## START MATERIAL

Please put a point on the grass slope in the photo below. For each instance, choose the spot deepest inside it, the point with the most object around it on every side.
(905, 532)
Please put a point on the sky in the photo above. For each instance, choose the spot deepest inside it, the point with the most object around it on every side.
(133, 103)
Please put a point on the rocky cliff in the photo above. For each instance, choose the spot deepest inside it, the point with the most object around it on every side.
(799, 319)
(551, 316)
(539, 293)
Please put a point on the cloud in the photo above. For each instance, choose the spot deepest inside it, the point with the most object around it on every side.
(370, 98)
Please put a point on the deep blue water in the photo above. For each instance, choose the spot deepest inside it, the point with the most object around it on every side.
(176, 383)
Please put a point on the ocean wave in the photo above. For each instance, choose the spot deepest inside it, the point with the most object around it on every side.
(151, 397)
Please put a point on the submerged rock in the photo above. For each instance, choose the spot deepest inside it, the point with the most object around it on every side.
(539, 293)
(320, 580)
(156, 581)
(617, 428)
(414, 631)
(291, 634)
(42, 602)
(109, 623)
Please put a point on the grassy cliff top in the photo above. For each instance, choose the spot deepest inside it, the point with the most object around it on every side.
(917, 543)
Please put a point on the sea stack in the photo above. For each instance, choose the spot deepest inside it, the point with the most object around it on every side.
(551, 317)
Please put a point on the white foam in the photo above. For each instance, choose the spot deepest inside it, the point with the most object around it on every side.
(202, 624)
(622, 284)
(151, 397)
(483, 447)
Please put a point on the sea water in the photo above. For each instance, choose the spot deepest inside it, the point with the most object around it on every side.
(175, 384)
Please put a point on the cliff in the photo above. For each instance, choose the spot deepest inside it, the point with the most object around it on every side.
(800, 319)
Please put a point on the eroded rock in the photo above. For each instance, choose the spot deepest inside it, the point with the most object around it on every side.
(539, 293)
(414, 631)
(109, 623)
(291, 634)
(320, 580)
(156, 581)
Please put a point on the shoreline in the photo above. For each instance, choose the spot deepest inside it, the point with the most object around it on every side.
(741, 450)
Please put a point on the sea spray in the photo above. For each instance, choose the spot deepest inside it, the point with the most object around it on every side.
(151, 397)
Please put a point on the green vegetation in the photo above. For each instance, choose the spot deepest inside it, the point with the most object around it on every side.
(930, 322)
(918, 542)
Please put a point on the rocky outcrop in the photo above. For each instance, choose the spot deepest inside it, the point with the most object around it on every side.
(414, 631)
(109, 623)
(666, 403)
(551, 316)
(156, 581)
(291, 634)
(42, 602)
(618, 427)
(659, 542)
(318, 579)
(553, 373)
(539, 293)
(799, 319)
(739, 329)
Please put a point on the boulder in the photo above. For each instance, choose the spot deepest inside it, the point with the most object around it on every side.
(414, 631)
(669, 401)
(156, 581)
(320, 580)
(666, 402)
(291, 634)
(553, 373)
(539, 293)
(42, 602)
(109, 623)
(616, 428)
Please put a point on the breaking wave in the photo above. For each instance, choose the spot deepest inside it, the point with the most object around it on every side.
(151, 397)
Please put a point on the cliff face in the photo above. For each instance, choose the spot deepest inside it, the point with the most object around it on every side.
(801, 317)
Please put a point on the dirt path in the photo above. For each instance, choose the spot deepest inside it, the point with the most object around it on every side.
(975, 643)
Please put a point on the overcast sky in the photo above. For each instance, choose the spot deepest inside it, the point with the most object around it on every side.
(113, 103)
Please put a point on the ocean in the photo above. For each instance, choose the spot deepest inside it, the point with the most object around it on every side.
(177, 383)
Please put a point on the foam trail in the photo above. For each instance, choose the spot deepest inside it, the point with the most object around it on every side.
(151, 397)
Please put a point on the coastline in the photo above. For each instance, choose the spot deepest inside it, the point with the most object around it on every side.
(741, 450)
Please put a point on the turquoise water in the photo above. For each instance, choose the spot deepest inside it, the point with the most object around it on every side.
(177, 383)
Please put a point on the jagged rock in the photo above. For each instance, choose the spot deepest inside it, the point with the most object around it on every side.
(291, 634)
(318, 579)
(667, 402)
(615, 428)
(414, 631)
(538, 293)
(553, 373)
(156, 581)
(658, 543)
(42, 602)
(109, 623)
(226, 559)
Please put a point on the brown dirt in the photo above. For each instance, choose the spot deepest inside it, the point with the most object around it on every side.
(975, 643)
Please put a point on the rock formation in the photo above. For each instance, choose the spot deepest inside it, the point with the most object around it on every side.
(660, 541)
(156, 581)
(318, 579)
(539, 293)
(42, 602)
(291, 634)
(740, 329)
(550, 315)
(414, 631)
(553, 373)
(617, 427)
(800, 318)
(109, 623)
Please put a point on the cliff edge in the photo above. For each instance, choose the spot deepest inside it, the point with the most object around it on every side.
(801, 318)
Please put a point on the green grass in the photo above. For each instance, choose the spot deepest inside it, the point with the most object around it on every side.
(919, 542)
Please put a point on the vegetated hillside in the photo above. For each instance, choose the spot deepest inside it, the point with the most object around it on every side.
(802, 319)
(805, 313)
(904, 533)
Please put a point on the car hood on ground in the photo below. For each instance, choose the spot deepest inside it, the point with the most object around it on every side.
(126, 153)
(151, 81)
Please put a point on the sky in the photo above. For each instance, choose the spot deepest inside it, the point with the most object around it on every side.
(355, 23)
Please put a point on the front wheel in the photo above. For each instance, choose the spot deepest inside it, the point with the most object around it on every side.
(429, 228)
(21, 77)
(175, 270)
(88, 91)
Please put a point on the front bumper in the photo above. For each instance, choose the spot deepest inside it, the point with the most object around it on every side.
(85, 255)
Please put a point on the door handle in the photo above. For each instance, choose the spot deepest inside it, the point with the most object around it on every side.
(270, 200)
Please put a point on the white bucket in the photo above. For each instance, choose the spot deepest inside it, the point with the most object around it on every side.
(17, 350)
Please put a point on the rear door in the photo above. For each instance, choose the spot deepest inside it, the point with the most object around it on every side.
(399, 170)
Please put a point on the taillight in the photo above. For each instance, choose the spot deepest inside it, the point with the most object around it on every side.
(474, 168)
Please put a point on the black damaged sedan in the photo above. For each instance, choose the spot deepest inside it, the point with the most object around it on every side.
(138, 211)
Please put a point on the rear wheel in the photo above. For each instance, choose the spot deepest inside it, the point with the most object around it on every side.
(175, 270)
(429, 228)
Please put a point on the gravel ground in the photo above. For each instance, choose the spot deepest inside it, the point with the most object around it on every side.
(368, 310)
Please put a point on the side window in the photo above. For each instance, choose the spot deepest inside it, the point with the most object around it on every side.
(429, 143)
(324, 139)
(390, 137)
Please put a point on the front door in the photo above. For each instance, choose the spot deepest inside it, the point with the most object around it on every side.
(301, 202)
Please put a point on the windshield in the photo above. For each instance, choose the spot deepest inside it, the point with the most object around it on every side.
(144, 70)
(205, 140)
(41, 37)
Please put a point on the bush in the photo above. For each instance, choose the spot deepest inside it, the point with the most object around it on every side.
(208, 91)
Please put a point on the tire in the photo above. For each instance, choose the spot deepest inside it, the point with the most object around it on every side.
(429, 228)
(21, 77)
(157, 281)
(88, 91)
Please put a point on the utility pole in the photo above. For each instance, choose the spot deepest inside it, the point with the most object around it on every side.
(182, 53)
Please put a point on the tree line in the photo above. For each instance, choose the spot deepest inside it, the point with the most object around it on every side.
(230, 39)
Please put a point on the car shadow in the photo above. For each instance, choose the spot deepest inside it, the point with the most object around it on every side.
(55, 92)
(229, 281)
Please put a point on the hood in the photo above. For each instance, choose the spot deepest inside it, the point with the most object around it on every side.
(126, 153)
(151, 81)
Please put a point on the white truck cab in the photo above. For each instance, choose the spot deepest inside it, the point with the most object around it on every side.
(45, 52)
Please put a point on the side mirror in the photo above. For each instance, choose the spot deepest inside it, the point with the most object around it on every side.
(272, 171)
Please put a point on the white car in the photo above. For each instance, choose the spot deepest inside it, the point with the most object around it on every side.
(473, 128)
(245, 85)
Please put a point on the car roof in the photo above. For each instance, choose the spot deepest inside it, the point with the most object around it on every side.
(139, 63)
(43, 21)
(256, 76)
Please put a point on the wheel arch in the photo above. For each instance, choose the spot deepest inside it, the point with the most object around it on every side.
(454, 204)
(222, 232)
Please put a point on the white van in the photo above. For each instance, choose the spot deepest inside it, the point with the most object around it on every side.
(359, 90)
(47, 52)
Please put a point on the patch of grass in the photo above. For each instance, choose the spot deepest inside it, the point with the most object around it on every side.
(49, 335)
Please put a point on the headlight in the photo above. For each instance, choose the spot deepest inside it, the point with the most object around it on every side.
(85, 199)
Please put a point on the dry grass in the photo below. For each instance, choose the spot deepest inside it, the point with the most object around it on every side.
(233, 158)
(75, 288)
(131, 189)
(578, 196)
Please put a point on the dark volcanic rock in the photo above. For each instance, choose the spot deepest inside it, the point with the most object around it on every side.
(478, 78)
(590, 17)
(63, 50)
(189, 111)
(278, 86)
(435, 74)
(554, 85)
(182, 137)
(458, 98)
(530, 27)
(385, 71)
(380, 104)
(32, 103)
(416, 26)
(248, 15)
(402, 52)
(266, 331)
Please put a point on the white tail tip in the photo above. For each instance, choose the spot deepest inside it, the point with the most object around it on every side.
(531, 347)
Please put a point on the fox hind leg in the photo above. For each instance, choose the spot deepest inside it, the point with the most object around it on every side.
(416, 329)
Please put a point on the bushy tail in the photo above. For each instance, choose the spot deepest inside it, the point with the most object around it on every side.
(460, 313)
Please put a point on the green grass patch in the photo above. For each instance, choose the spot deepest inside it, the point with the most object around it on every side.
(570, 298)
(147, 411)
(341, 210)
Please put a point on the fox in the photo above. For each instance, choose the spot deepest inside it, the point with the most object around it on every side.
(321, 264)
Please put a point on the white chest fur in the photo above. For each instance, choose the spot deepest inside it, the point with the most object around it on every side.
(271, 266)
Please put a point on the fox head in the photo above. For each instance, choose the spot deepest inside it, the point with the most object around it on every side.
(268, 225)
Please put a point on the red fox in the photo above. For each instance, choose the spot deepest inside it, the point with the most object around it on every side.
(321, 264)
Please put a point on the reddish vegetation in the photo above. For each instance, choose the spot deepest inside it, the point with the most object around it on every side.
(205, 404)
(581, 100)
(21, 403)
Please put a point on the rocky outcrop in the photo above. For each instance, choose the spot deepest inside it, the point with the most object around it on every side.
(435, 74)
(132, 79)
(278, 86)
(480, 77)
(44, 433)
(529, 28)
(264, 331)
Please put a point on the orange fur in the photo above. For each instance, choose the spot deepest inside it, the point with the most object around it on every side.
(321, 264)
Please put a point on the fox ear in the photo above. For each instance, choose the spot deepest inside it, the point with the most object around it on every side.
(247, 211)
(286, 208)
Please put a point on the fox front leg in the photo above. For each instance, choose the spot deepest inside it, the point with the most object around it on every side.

## END MATERIAL

Go back to the data above and please quote exactly, and only, the lines from the line with "Please put a point on the orange" through its last line.

Please put a point on the orange fur in the photo above. For each instance, choose the spot deepest inside it, the point with the most object around it on every side.
(321, 264)
Please put a point on the fox ear in the photo above. For each instance, choose the spot deepest inside it, the point with the most object around it on every side.
(247, 211)
(286, 208)
Please put a point on the fox front leg in the photo above. For each instance, choose the spot deepest inside it, the point with the most object around it on every side.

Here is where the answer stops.